● **Exercise instructions**
The response should consist of every line below, unchanged.

● **Material supplied**
%%

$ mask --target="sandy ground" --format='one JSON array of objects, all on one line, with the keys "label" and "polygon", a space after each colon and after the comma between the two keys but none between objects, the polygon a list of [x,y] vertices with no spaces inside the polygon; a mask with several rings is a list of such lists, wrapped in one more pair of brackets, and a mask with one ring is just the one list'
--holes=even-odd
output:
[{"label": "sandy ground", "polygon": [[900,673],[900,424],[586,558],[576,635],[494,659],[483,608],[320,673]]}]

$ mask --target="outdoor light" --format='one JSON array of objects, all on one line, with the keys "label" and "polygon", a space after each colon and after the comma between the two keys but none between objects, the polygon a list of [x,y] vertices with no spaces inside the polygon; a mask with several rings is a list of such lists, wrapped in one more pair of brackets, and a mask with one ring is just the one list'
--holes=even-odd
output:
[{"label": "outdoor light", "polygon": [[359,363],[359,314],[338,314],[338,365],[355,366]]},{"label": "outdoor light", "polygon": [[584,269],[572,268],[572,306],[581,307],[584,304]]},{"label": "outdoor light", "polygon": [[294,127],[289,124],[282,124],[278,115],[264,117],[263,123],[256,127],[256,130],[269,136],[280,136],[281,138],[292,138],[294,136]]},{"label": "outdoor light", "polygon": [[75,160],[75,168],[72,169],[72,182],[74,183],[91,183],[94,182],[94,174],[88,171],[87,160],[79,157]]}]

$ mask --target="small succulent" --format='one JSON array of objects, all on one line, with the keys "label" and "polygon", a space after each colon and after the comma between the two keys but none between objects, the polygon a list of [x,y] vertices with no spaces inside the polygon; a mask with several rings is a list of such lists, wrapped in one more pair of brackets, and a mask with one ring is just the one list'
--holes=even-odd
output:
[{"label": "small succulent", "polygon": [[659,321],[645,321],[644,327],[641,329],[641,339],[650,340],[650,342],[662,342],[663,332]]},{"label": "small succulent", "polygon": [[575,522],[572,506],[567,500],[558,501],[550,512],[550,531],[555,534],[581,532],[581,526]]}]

%%

● **Expected answer**
$ mask --target="sandy ground" --format='one JSON array of objects, all on one line, with the keys "label" and "polygon", a space after each colon and after the comma between the two keys but none between objects, the polygon a list of [x,y] vertices with no spaces inside the polygon; a mask with several rings is a list of such lists, wrapped in one more pair of brackets, and a mask with one ring is just the one list'
--holes=even-odd
output:
[{"label": "sandy ground", "polygon": [[900,673],[900,424],[586,558],[576,635],[494,659],[483,608],[320,673]]}]

$ mask --target="outdoor light" --format='one JSON array of objects, all on one line, with the keys "label" and "polygon", a space after each colon and after the comma between the two keys but none between objects, the polygon a list of [x,y] vertices with no spaces inside the polygon; a mask with several rings is a list of such lists, wrapped in one more pair of brackets, and a mask with one ring is just the one list'
--holes=even-odd
output:
[{"label": "outdoor light", "polygon": [[359,363],[359,314],[338,314],[338,365],[355,366]]},{"label": "outdoor light", "polygon": [[584,269],[572,268],[572,306],[581,307],[584,304]]},{"label": "outdoor light", "polygon": [[294,127],[289,124],[282,124],[278,115],[264,117],[263,123],[256,127],[256,130],[269,136],[280,136],[281,138],[292,138],[294,136]]},{"label": "outdoor light", "polygon": [[75,160],[75,168],[72,169],[72,182],[74,183],[91,183],[94,182],[94,174],[88,171],[87,160],[79,157]]}]

$ mask --target="small succulent" --format='one JSON array of objects, all on one line, with the keys "label" and "polygon", a space after each colon and after the comma between the two keys but none between objects, the polygon a list of [x,y] vertices with no spaces inside the polygon; a mask with several rings is a list of such lists, wrapped in one more pair of brackets, and a mask with one ring is just the one list'
--holes=even-odd
output:
[{"label": "small succulent", "polygon": [[659,321],[645,321],[644,327],[641,329],[641,339],[650,340],[650,342],[662,342],[663,332]]},{"label": "small succulent", "polygon": [[575,522],[572,506],[567,500],[558,501],[550,512],[550,531],[555,534],[581,532],[581,526]]}]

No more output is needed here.